* Work instructions
It is required that all of the data be written out exactly.

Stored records
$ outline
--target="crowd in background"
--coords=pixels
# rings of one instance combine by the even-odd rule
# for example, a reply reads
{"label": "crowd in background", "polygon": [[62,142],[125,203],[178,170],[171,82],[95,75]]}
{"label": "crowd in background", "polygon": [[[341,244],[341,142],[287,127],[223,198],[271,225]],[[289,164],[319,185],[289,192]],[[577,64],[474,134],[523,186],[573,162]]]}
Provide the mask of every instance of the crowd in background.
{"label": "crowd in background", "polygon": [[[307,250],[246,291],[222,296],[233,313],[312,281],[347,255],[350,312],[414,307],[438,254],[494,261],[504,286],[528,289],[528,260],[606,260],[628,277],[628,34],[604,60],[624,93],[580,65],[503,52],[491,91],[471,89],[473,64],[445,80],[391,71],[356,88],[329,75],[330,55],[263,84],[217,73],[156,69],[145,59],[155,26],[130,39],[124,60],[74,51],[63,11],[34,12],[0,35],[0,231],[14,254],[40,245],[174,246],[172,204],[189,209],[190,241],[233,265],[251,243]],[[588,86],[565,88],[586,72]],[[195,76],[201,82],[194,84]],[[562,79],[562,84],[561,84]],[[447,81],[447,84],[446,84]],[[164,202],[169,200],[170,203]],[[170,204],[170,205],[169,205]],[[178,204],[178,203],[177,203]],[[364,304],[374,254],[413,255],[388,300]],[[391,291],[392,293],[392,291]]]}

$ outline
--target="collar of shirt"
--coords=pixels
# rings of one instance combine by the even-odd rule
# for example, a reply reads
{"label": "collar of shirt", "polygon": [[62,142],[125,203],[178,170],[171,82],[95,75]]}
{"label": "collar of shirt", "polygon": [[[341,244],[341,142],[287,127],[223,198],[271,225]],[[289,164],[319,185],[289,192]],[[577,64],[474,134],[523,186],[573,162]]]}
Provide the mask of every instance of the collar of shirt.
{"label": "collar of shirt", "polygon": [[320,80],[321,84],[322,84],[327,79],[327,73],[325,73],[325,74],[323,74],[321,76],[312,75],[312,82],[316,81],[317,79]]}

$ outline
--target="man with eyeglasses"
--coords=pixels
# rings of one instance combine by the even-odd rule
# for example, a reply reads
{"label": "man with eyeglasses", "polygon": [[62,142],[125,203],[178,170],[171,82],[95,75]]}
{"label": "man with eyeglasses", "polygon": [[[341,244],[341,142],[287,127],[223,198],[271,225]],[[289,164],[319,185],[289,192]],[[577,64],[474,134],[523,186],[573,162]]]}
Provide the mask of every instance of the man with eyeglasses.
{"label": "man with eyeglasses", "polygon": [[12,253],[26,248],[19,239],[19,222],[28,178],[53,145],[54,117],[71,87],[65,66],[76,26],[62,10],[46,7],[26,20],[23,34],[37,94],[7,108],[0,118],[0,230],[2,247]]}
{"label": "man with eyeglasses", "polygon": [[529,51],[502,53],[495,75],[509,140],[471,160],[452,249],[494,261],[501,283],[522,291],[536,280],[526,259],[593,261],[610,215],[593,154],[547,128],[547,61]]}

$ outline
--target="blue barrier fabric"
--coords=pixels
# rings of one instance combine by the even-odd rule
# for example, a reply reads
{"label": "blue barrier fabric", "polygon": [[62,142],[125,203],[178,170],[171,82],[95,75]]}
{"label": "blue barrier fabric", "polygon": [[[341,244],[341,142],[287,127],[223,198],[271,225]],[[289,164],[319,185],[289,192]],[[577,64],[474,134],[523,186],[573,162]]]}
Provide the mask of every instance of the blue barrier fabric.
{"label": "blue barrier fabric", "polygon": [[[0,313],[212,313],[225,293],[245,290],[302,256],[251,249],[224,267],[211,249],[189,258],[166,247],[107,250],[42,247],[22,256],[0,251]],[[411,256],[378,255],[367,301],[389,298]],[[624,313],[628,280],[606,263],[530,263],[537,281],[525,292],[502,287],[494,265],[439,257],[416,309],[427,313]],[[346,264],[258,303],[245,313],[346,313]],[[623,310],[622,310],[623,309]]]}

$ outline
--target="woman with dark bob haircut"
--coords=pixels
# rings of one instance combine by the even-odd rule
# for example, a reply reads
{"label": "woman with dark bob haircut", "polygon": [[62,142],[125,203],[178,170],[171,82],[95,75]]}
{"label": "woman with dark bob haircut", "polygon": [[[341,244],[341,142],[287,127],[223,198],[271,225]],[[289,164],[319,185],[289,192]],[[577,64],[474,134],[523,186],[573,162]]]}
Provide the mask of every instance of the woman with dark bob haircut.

* Result of this task
$ outline
--target="crowd in background"
--coords=pixels
# rings of one instance combine by the even-odd rule
# for example, a reply reads
{"label": "crowd in background", "polygon": [[62,142],[125,203],[178,170],[171,82],[95,75]]}
{"label": "crowd in background", "polygon": [[[341,244],[341,142],[287,127],[223,198],[271,225]],[[289,164],[319,185],[289,192]],[[577,64],[474,134],[523,186],[573,162]]]}
Provide the mask of every instance of the crowd in background.
{"label": "crowd in background", "polygon": [[[307,250],[246,291],[222,296],[233,313],[312,281],[347,255],[350,312],[414,307],[438,254],[494,261],[504,286],[528,289],[528,260],[606,260],[628,277],[628,34],[604,60],[624,93],[580,65],[503,52],[491,91],[471,89],[473,64],[445,80],[391,71],[356,88],[329,75],[330,55],[263,84],[217,73],[156,69],[145,59],[155,26],[130,39],[124,60],[74,51],[63,11],[34,12],[0,35],[0,231],[14,254],[40,245],[174,246],[172,204],[189,209],[190,241],[233,265],[251,243]],[[588,86],[565,88],[586,72]],[[195,76],[201,82],[194,84]],[[562,79],[562,84],[561,84]],[[447,81],[447,84],[446,84]],[[164,202],[169,200],[170,203]],[[170,204],[170,205],[169,205]],[[178,204],[178,203],[177,203]],[[364,304],[374,254],[413,255],[388,300]],[[391,291],[392,293],[392,291]]]}

$ outline
--target="collar of shirt"
--coords=pixels
# rings of one instance combine by the even-odd rule
# for example, a reply reads
{"label": "collar of shirt", "polygon": [[62,142],[125,203],[178,170],[171,82],[95,75]]}
{"label": "collar of shirt", "polygon": [[[341,244],[341,142],[287,127],[223,198],[271,225]],[[289,164],[319,185],[289,192]],[[577,64],[474,134],[523,186],[573,162]]]}
Provide the mask of every instance of the collar of shirt.
{"label": "collar of shirt", "polygon": [[320,80],[321,84],[322,84],[327,79],[327,73],[325,73],[325,74],[323,74],[321,76],[312,75],[312,82],[316,81],[317,79]]}

$ outline
--target="man with eyeglasses"
--coords=pixels
# rings of one instance combine by the even-odd rule
# for example, a reply reads
{"label": "man with eyeglasses", "polygon": [[62,142],[125,203],[178,170],[171,82],[95,75]]}
{"label": "man with eyeglasses", "polygon": [[[341,244],[341,142],[287,127],[223,198],[271,225]],[[289,164],[319,185],[289,192]],[[577,64],[474,134],[523,186],[573,162]]]}
Provide the mask of every instance of the man with eyeglasses.
{"label": "man with eyeglasses", "polygon": [[12,253],[26,248],[19,239],[19,222],[28,178],[53,145],[54,117],[71,87],[65,66],[76,26],[62,10],[46,7],[26,20],[23,34],[37,94],[7,108],[0,118],[0,230],[2,247]]}
{"label": "man with eyeglasses", "polygon": [[529,51],[502,53],[495,75],[509,140],[471,160],[452,249],[494,261],[501,283],[522,291],[536,280],[526,259],[593,261],[610,215],[593,154],[547,128],[547,61]]}

$ outline
--target="blue barrier fabric"
--coords=pixels
# rings of one instance combine by the even-odd rule
# for example, a reply reads
{"label": "blue barrier fabric", "polygon": [[62,142],[125,203],[178,170],[171,82],[95,75]]}
{"label": "blue barrier fabric", "polygon": [[[341,244],[341,142],[287,127],[223,198],[271,225]],[[289,164],[319,185],[289,192]],[[577,64],[474,134],[523,186],[573,162]]]}
Provide the mask of every instance of the blue barrier fabric.
{"label": "blue barrier fabric", "polygon": [[[0,313],[212,313],[225,293],[245,290],[302,256],[251,249],[224,267],[211,249],[189,258],[166,247],[107,250],[42,247],[22,256],[0,251]],[[411,256],[378,255],[367,301],[389,298]],[[624,313],[628,280],[606,263],[530,263],[537,281],[525,292],[502,287],[494,265],[439,257],[416,309],[427,313]],[[346,264],[258,303],[245,313],[346,313]],[[623,310],[622,310],[623,309]]]}

$ outline
--target="woman with dark bob haircut"
--coords=pixels
# rings of one instance combine by the even-odd rule
# for example, a reply reads
{"label": "woman with dark bob haircut", "polygon": [[62,142],[125,203],[178,170],[171,82],[95,75]]}
{"label": "woman with dark bob haircut", "polygon": [[[341,244],[341,142],[287,127],[223,198],[271,225]],[[289,164],[319,185],[289,192]],[[577,64],[474,134],[523,186],[573,162]]]}
Provide the mask of every instance of the woman with dark bob haircut.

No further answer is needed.